◆ REQUIRED TASKS ◆
a - Rewrite the paragraph beginning "Although we say 'living off your pension'" from the pensions article below in two shorter sentences, keeping its main facts.
b - Render this sentence from the pensions article below in Spanish: "Your annuity pays you a regular amount of money each month until you die."

◆ SELECTED EXTRACT ◆
---------------
BBC News, April 2, 2001

 

FSA octopus graphic

 

 

The Financial Services Authority regulates many kinds of financial business, including pensions

 

Pensions are really terribly important, especially at a time when the government is talking of reducing dependancy on the State Pension. The problem is that for many people choosing a private pension can be terribly confusing. Working Lunch unravels the maze.

Even after you've chosen your pension you still have to choose an annuity and making the right choice can means thousands of pounds more in your pocket.

 

Annuities

Although we say 'living off your pension', what we actually mean is we live off our annuity. If you have a private pension you contribute to your pension pot for years and then when you get to retirement age, you take the pot and buy an annuity. Your annuity pays you a regular amount of money each month until you die.

The problem is that the amount you get for the whole of your retirement is dependent on the interest rate at the date of retirement. And that's not been very good. Annuity rates have fallen recently from nearly 9% to about 5%.

Pension book being stamped

 

With the value of the state pension falling, private or occupational pensions are increasingly important

 

 

 

 

Shopping around

That's the bad news, so what can you do about it. Well you can shop around for best annuity rates. Just because you have your pension with one company, doesn't mean you have to buy the annuity from them.

And here is an example of just how much you can make, by taking some time over the decision. The difference between one of the best and one of the worst annuities at the moment (quoted by the Annuity Bureau) would mean this for your bank balance:

£1,030 a year for a man aged 60 (a 21% difference)
---------------
◆ GIVEN INFORMATION ◆
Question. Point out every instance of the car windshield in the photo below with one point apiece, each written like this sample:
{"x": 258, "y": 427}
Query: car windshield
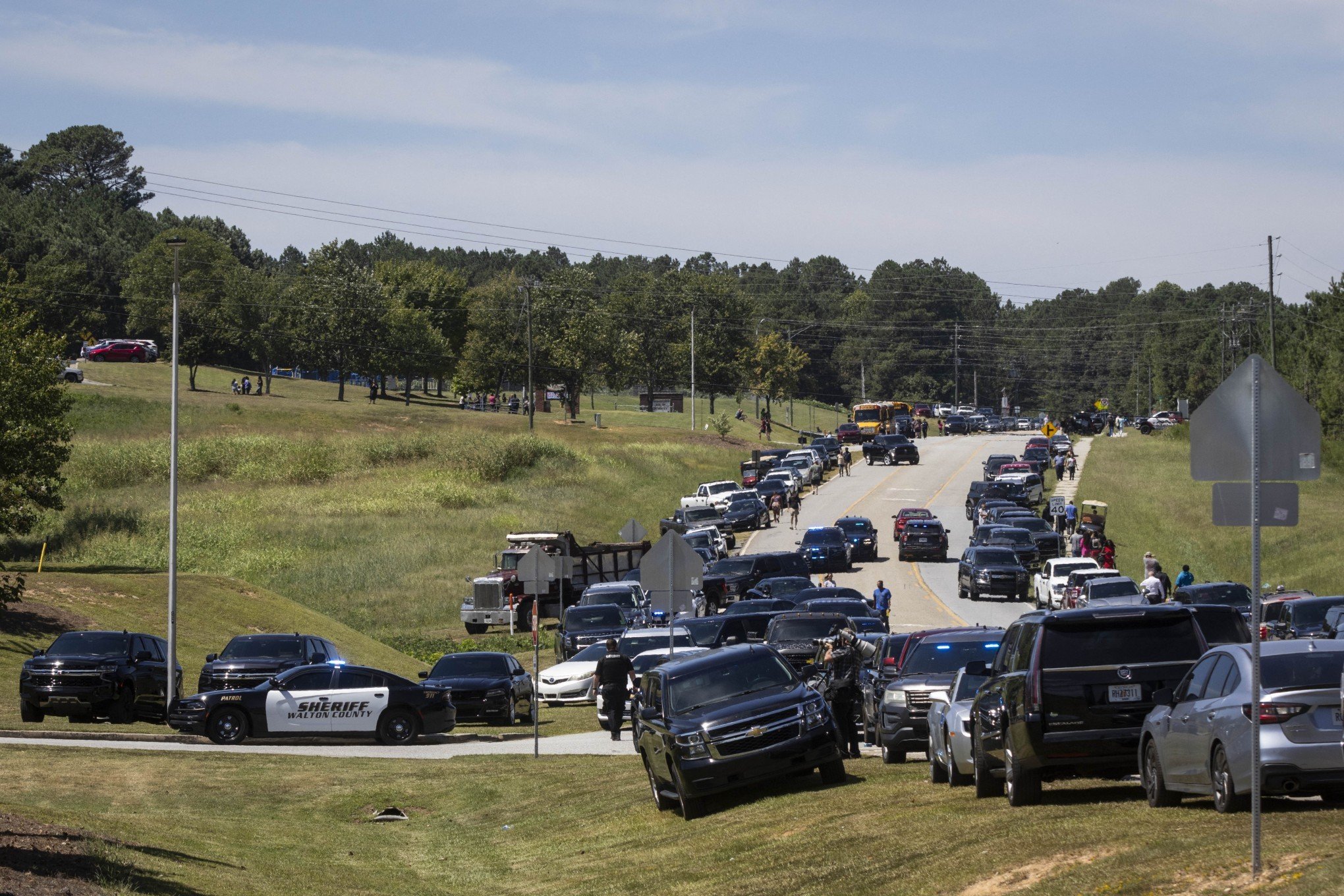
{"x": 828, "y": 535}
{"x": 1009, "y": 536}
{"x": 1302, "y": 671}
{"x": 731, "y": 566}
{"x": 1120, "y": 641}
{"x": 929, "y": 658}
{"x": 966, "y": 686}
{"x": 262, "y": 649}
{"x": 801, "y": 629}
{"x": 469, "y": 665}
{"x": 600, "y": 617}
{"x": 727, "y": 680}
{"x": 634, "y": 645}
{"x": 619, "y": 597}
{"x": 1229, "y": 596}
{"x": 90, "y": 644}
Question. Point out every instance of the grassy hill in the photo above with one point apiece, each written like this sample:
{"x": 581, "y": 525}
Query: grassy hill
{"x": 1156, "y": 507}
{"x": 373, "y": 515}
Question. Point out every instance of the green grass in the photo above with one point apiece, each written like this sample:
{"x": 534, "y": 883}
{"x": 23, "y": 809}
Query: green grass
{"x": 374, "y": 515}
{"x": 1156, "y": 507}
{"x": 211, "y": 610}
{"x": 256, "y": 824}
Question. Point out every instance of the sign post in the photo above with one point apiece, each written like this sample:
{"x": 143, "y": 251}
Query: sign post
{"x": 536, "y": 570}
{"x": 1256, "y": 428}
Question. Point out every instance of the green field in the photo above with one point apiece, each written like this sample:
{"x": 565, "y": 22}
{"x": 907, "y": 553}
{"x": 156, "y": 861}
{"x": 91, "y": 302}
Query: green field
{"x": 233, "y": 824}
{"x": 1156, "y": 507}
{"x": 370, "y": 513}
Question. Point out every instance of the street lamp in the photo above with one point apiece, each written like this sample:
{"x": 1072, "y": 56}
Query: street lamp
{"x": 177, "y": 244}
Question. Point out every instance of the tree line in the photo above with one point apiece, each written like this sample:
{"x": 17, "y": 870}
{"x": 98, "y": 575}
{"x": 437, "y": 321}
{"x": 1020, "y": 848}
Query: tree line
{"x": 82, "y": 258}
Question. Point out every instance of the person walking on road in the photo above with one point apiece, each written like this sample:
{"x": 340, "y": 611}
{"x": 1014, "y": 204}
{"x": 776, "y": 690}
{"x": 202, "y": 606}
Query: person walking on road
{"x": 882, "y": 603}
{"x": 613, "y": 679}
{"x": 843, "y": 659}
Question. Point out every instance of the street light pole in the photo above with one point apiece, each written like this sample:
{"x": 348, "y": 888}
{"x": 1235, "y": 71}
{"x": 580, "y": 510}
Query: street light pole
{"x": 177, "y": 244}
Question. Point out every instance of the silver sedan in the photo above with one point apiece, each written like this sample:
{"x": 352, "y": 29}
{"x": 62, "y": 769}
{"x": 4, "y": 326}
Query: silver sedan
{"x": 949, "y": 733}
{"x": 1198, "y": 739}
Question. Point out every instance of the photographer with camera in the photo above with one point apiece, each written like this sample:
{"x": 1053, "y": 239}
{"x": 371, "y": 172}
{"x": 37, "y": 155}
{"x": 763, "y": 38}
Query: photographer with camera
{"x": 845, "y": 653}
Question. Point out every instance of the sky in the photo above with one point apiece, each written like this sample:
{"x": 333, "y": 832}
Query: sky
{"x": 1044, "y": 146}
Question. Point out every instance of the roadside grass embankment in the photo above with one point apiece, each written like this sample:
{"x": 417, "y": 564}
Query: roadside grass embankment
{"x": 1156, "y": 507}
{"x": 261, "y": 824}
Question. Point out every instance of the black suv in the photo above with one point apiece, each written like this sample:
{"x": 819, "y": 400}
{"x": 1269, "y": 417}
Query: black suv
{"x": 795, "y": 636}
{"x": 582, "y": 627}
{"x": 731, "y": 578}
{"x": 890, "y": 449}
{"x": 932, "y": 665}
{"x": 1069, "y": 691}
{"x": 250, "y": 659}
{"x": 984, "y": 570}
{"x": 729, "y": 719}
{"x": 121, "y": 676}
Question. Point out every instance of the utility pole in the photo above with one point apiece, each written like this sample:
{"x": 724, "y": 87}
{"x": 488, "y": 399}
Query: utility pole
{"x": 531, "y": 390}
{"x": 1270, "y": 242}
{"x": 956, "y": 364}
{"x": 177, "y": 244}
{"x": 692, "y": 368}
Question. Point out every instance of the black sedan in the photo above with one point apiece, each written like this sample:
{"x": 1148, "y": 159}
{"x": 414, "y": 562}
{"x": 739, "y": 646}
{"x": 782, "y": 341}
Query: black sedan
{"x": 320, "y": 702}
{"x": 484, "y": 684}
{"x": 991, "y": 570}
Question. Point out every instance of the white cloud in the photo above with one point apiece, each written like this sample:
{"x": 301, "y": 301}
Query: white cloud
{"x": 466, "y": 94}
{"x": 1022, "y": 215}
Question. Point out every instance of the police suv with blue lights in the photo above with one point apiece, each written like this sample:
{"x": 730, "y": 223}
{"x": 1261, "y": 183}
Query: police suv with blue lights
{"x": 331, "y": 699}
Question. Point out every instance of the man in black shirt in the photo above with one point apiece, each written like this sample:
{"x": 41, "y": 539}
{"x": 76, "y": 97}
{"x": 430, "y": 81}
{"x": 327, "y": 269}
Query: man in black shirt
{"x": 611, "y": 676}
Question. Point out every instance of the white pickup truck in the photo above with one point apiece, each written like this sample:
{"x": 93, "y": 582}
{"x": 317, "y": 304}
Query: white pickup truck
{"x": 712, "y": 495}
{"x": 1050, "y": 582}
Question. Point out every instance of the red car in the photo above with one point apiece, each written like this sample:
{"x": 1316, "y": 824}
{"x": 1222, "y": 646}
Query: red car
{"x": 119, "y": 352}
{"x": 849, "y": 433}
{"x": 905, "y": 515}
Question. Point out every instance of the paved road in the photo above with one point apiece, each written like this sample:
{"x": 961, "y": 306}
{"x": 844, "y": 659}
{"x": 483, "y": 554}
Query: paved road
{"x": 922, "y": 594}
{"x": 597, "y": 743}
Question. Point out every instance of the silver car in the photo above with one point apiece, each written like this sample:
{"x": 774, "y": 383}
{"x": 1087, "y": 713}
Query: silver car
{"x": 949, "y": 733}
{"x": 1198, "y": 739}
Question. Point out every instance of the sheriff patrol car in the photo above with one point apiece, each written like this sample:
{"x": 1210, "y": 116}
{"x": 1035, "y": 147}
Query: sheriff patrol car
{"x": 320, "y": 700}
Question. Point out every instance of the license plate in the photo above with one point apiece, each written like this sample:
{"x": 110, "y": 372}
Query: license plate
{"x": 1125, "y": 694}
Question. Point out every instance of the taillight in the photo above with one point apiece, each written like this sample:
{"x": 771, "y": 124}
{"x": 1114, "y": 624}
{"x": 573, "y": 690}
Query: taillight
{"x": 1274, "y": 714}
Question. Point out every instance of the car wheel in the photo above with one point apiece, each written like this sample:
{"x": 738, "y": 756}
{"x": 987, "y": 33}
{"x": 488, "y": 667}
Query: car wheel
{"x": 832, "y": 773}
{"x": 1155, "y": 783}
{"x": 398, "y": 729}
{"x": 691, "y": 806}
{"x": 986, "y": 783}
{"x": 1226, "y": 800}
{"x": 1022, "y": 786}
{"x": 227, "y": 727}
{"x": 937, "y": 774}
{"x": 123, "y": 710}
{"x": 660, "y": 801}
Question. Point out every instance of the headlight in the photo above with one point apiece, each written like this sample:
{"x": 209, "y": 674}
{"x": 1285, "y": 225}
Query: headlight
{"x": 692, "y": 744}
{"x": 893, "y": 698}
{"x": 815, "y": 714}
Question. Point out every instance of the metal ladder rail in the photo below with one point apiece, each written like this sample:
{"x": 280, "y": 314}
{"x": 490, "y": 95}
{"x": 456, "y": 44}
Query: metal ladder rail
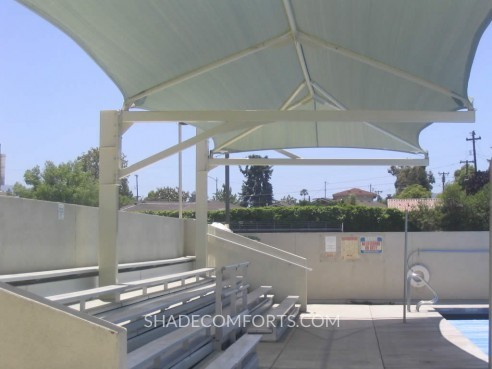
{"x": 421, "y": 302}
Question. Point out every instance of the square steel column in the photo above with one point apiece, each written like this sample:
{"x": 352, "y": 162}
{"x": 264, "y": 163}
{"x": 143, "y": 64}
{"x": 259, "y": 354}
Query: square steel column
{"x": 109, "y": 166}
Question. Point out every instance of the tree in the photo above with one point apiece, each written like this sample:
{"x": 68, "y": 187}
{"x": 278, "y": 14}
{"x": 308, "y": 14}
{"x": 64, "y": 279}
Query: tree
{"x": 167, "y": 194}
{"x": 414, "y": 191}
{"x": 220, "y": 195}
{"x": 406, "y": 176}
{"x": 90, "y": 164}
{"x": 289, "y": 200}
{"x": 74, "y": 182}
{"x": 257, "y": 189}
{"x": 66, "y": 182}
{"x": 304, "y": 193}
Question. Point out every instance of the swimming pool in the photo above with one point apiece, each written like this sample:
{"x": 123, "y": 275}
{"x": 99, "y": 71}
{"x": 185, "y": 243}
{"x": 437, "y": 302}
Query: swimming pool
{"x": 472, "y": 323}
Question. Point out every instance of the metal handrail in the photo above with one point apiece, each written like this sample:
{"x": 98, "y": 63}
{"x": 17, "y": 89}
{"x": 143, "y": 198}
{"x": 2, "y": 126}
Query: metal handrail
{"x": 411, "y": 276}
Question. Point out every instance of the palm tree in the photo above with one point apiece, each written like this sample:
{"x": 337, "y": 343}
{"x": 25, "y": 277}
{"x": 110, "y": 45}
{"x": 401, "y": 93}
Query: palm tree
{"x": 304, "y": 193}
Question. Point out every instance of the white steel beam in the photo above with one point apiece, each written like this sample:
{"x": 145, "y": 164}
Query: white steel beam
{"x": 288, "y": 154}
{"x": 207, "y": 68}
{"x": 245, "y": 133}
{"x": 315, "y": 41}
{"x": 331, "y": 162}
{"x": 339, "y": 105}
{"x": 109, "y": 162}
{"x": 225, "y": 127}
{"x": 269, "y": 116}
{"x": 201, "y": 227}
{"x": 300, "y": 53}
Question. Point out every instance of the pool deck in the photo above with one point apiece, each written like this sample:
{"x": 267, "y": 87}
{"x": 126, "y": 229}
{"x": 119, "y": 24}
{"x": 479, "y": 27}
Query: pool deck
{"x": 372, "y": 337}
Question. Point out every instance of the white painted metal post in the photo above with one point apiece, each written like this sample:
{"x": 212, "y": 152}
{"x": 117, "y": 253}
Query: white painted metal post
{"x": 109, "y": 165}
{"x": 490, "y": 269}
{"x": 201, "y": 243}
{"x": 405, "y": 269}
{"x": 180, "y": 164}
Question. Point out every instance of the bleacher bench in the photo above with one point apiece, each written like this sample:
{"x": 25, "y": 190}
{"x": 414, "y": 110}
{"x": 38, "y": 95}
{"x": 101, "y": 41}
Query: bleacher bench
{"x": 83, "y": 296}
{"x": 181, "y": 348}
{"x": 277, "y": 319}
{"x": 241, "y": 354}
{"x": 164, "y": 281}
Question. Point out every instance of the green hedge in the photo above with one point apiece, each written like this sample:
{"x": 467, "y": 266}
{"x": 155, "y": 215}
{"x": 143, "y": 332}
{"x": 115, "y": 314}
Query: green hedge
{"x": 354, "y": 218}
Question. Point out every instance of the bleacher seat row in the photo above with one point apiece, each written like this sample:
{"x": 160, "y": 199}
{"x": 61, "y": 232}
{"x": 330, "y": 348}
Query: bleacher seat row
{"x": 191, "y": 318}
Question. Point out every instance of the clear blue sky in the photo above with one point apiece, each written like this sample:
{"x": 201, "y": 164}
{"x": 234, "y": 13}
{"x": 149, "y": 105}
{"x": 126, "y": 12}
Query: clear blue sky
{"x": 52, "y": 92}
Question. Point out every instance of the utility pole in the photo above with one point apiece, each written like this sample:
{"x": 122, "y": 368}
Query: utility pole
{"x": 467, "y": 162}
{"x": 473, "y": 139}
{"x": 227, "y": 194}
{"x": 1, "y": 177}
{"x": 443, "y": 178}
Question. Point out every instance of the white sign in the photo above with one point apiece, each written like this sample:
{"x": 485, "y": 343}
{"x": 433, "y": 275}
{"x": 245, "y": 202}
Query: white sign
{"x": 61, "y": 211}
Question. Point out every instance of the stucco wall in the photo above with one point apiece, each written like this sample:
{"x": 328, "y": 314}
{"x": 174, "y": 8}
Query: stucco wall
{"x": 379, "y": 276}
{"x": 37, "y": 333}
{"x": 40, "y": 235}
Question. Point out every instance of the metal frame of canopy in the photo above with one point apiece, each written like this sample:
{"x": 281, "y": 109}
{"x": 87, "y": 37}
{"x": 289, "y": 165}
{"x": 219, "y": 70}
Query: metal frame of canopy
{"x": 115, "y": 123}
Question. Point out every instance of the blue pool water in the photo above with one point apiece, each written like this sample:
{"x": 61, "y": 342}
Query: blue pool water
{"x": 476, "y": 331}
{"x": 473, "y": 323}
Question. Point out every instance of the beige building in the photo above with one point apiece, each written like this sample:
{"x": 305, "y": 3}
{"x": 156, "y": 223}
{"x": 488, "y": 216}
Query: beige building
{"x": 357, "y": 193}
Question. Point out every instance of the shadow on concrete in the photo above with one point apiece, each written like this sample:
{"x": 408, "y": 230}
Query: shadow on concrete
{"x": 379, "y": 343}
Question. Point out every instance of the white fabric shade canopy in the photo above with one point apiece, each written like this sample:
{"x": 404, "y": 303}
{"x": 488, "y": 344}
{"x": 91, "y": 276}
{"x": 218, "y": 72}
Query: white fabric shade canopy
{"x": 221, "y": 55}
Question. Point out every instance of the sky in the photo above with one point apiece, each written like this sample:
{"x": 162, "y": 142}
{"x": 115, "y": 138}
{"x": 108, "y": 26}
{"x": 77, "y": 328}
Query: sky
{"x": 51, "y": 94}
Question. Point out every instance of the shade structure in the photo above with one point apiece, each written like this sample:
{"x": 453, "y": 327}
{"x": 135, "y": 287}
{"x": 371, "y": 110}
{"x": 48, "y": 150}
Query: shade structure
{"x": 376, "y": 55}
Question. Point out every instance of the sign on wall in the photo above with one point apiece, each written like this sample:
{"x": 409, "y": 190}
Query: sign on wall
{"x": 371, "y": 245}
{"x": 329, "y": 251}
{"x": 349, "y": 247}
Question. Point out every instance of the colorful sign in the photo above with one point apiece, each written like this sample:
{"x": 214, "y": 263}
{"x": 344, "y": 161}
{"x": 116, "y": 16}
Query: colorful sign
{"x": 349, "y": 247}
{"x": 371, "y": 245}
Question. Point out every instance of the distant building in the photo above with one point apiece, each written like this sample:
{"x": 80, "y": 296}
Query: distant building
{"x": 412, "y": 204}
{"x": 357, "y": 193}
---------------
◆ TASK-BY-TASK SOLUTIONS ◆
a - In retirement people actually live off an annuity, not the pension itself. With a private pension, you pay into a pension pot for years and use it at retirement age to buy an annuity, which pays you a regular monthly amount until you die.

b - Su renta vitalicia le paga una cantidad regular de dinero cada mes hasta que usted muera.